:: Task details ::
Please give back, exactly as written, only the line containing "Annotate each instance of the fishing line" and every line after it until the data below ends.

:: Exercise inputs ::

"""

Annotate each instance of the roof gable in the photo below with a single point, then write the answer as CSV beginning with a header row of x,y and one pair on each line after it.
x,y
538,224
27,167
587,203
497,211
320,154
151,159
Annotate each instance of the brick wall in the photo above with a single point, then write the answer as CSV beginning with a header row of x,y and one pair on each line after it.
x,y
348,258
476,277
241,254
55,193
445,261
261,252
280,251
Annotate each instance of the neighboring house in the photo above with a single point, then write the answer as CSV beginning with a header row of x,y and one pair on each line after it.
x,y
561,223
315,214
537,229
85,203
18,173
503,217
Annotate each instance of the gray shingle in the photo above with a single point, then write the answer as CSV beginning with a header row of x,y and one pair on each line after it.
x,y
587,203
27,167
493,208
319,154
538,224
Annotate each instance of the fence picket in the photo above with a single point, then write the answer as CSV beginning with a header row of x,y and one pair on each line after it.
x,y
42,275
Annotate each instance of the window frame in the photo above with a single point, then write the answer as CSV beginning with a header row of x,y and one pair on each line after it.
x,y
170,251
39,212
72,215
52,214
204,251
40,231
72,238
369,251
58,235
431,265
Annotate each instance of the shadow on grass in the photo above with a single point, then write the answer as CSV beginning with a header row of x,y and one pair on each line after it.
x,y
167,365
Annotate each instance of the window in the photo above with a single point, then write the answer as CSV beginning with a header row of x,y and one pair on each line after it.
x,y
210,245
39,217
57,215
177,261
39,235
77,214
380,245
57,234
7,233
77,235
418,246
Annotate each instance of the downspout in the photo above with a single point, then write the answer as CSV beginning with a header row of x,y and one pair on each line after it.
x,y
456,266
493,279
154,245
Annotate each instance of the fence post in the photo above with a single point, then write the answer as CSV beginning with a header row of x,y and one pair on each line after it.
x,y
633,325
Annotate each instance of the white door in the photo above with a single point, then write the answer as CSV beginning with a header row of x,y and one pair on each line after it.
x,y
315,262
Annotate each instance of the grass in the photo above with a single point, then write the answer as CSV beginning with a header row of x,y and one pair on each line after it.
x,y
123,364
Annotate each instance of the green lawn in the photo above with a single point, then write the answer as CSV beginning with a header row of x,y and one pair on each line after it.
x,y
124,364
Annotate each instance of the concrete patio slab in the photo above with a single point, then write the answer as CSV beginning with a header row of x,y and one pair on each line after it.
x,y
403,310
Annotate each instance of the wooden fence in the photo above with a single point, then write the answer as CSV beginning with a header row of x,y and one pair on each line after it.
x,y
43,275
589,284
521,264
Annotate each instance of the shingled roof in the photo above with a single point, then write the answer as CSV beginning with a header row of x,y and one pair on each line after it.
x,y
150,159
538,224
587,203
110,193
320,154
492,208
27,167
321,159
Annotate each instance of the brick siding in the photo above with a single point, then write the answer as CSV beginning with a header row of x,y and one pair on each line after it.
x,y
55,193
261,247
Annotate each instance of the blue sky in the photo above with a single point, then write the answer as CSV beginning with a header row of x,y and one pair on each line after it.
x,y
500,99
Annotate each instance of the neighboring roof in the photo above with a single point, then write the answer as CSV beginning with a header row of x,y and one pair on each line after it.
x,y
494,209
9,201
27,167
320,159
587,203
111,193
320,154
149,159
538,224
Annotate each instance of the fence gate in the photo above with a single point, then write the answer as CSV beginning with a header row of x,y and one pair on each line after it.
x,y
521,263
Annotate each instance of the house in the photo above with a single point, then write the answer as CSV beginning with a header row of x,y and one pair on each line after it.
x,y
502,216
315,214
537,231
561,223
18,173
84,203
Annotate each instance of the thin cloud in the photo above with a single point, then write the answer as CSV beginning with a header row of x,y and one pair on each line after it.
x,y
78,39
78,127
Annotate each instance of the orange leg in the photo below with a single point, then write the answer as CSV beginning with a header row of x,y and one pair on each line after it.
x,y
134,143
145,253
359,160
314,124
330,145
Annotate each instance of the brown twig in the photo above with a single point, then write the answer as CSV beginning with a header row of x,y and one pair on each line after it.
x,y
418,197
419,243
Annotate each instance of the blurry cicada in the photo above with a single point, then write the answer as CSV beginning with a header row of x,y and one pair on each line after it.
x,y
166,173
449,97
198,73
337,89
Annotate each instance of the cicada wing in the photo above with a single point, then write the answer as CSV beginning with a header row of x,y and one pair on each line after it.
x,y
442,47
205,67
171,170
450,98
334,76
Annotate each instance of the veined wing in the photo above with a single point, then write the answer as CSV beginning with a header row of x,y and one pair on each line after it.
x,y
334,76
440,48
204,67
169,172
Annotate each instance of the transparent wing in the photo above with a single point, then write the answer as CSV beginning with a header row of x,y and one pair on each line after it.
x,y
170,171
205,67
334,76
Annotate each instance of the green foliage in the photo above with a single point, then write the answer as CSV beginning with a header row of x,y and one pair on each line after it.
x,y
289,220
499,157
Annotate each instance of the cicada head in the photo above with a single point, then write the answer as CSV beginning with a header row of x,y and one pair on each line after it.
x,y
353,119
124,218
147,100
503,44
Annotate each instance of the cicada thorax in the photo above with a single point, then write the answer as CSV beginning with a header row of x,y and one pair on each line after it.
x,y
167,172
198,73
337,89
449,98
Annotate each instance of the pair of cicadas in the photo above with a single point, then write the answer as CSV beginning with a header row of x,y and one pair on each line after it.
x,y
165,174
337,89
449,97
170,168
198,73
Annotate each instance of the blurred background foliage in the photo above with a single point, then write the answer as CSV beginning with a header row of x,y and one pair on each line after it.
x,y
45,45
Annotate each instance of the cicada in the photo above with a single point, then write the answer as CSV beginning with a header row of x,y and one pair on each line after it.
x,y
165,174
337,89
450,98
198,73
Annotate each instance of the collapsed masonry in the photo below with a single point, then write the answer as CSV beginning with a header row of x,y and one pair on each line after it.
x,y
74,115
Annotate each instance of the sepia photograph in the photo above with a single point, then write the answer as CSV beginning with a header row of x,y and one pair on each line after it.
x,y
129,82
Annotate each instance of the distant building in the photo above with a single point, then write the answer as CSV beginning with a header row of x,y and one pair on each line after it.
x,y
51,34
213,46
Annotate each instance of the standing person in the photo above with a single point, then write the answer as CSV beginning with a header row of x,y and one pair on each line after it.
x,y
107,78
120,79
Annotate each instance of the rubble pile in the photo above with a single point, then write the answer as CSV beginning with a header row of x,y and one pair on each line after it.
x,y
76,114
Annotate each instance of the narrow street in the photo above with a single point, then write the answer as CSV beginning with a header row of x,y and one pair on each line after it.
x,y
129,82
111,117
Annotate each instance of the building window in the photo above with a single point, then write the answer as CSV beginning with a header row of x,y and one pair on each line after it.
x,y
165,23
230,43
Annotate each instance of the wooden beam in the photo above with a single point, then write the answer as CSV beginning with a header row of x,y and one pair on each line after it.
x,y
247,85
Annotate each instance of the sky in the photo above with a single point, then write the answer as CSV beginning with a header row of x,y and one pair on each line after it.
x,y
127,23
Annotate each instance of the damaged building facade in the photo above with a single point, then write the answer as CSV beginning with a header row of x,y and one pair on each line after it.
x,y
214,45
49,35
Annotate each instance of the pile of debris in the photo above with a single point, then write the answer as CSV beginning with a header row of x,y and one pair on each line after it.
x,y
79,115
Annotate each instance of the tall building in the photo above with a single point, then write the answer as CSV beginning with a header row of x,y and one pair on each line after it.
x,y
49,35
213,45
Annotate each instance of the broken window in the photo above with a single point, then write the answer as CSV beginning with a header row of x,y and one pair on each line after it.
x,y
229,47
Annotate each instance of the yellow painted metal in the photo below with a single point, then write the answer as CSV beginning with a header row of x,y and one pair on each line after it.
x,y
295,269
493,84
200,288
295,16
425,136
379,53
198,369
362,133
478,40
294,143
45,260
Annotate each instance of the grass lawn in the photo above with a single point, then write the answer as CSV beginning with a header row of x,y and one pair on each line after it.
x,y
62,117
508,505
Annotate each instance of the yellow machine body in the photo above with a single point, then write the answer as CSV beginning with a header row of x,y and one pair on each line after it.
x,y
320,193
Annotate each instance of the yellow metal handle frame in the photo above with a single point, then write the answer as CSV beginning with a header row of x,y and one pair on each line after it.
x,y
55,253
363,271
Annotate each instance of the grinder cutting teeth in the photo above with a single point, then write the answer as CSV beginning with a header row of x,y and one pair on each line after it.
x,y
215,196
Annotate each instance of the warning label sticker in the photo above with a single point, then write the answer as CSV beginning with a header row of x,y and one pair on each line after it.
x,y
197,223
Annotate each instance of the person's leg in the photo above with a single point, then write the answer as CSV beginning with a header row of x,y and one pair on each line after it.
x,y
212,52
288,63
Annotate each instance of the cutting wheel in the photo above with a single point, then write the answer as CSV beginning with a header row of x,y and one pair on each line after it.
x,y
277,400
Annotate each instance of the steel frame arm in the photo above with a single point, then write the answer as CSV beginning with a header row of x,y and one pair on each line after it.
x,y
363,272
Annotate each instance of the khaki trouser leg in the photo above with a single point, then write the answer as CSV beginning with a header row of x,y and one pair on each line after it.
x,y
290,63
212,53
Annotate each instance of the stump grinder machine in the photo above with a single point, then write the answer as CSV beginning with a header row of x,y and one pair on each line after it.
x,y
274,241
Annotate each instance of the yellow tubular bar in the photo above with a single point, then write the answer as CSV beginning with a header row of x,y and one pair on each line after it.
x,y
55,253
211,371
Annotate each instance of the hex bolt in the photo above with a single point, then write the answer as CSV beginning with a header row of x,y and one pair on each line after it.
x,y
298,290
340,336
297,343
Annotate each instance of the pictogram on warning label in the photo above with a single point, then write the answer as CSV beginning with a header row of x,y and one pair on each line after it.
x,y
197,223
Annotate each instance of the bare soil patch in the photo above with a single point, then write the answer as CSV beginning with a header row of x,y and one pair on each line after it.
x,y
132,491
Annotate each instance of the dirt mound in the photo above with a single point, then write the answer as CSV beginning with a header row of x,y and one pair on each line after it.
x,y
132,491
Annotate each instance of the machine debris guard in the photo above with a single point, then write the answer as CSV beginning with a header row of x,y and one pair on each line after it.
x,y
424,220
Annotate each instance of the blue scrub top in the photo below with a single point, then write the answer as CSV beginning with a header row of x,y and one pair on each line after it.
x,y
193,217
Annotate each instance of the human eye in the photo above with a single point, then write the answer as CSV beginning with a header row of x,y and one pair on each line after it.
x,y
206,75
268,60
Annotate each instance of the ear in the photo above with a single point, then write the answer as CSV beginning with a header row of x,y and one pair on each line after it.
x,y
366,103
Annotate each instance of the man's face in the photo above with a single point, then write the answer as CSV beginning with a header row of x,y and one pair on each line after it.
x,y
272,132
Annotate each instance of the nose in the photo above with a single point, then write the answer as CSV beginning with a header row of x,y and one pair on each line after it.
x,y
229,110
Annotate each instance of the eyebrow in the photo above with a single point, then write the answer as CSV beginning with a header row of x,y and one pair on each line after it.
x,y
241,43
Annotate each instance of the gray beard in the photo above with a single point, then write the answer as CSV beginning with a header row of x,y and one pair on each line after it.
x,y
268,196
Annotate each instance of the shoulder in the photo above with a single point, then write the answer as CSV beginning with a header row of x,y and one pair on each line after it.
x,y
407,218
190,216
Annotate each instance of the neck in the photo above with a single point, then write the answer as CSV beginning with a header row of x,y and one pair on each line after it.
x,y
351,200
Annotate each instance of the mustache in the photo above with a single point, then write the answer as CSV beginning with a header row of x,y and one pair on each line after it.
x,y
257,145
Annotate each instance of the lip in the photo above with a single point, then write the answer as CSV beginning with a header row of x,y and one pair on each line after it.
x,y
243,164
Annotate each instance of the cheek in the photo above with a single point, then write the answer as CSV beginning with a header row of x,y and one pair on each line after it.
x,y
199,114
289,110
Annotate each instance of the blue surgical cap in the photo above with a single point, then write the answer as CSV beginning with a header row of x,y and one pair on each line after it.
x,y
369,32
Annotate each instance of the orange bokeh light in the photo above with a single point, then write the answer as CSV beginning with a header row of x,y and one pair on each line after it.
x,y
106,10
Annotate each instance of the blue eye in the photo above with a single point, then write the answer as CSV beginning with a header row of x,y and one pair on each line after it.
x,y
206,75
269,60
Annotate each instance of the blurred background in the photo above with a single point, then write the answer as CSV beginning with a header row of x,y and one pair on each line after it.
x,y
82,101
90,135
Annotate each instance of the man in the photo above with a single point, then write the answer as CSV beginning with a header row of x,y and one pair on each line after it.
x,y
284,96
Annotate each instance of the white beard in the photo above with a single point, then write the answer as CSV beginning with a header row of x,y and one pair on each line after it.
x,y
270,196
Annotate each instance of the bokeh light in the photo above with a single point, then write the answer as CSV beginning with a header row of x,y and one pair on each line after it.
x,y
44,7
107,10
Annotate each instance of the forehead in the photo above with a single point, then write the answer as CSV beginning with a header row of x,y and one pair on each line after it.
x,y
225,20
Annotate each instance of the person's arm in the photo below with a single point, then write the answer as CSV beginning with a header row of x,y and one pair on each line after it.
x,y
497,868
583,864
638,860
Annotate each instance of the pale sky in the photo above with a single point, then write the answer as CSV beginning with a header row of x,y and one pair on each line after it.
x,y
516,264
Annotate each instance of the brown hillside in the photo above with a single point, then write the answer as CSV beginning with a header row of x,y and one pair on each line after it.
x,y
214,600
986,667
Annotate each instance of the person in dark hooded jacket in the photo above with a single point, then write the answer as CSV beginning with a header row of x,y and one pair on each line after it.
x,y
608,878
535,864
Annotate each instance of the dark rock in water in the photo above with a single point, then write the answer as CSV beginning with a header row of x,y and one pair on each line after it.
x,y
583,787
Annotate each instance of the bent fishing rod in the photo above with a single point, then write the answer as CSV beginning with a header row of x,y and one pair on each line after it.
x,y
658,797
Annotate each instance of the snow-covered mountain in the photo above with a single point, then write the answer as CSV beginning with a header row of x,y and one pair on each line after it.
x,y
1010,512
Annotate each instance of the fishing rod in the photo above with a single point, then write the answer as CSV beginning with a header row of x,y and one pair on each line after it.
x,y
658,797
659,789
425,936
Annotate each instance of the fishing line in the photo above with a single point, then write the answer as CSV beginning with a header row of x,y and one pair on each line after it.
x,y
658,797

"""

:: Exercise answer ::
Annotate each instance of the fishing line in the photo above with a single point, then write the answer as CSV beginning with a header row of x,y and one pair on each line after it.
x,y
658,797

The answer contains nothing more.